To do:
What is needed here is an exact copy of every entry.

══════

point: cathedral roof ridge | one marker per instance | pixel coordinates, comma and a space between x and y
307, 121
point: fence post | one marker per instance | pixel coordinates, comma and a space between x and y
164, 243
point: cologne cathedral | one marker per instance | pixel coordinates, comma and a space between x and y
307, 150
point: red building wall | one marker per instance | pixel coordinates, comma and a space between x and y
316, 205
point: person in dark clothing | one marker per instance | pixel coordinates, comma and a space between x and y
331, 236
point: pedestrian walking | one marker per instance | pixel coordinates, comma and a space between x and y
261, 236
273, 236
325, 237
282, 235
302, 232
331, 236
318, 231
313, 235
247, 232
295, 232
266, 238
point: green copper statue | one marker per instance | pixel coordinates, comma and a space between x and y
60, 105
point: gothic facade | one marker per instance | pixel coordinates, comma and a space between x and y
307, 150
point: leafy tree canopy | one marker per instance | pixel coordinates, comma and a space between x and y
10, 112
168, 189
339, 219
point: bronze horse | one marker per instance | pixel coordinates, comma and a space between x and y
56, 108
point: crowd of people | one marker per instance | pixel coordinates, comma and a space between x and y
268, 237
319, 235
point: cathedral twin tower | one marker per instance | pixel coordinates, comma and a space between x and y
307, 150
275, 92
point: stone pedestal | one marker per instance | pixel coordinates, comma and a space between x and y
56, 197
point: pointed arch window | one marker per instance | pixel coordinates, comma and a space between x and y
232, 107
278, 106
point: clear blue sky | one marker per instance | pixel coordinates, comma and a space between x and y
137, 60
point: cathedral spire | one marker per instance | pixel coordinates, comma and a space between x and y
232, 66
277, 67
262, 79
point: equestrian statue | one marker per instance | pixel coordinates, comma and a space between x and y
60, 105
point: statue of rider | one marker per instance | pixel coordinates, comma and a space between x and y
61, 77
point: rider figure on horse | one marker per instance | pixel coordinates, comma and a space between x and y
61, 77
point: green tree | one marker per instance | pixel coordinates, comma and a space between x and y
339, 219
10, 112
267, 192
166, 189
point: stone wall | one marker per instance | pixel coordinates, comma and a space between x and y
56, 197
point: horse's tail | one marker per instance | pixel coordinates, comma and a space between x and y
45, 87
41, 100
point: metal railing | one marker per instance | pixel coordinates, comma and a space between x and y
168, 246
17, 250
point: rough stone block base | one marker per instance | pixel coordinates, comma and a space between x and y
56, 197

══════

Answer to this problem:
point: cathedral roof ridge | one marker per instance | pixel coordinates, comma and a space between x and y
307, 121
point: fence post | one marker per instance | pixel coordinates, comma and a space between x and y
164, 243
point: cologne cathedral | one marker per instance | pixel coordinates, comma and a space between x and y
307, 150
point: red building wall | one marker per instance | pixel coordinates, comma and a space between x and y
316, 205
point: person in dark clothing | one marker per instance | pixel coordinates, comma and a space between x and y
331, 236
point: pedestrian walking | one marker per instance | pixel coordinates, comma and a space between x and y
261, 236
273, 236
325, 237
282, 235
302, 232
331, 236
318, 231
313, 235
247, 232
295, 232
266, 238
point: green copper statue | one marker per instance | pixel coordinates, comma and a space between x and y
60, 105
point: gothic facade | one marker per instance | pixel coordinates, comma and a space between x and y
307, 150
point: leafy tree canopy | one marker per instance | pixel coordinates, comma and a space between x and y
10, 112
168, 189
339, 219
point: bronze horse | one marker per instance | pixel coordinates, comma and a space between x and y
56, 108
point: crowd of people | one marker per instance | pixel coordinates, comma and a space between x and y
268, 237
319, 235
point: cathedral twin tower | one marker per instance | pixel coordinates, comma and a space between x and y
307, 150
275, 92
point: stone pedestal | one marker per instance | pixel coordinates, comma and a space between x and y
56, 197
point: pointed arch window | one marker per instance | pixel coordinates, comma and a space between x and y
232, 107
278, 106
point: clear blue sky | one marker per instance | pixel coordinates, comma and a space between x and y
137, 60
point: cathedral spire | one marker per instance | pixel coordinates, comma and a space between x and y
232, 66
277, 67
262, 79
point: equestrian statue | one marker per instance | pixel coordinates, comma and a space between x and y
60, 105
point: statue of rider | one marker per instance | pixel coordinates, comma and a space between x and y
61, 77
point: rider figure on horse | one marker per instance | pixel coordinates, comma and a space between x and y
61, 77
point: green tree | one marker per instance | pixel coordinates, comma and a space between x and y
339, 219
10, 112
267, 192
166, 189
point: stone wall | one marker per instance | pixel coordinates, comma and a space between x and y
56, 197
point: horse's tail | one marker per instance | pixel coordinates, comma and a space between x and y
45, 87
41, 100
point: metal railing | one marker per instance | pixel coordinates, comma and a space between x and y
168, 246
17, 250
point: rough stone block base | one marker per instance | pixel coordinates, comma and a space between x and y
56, 197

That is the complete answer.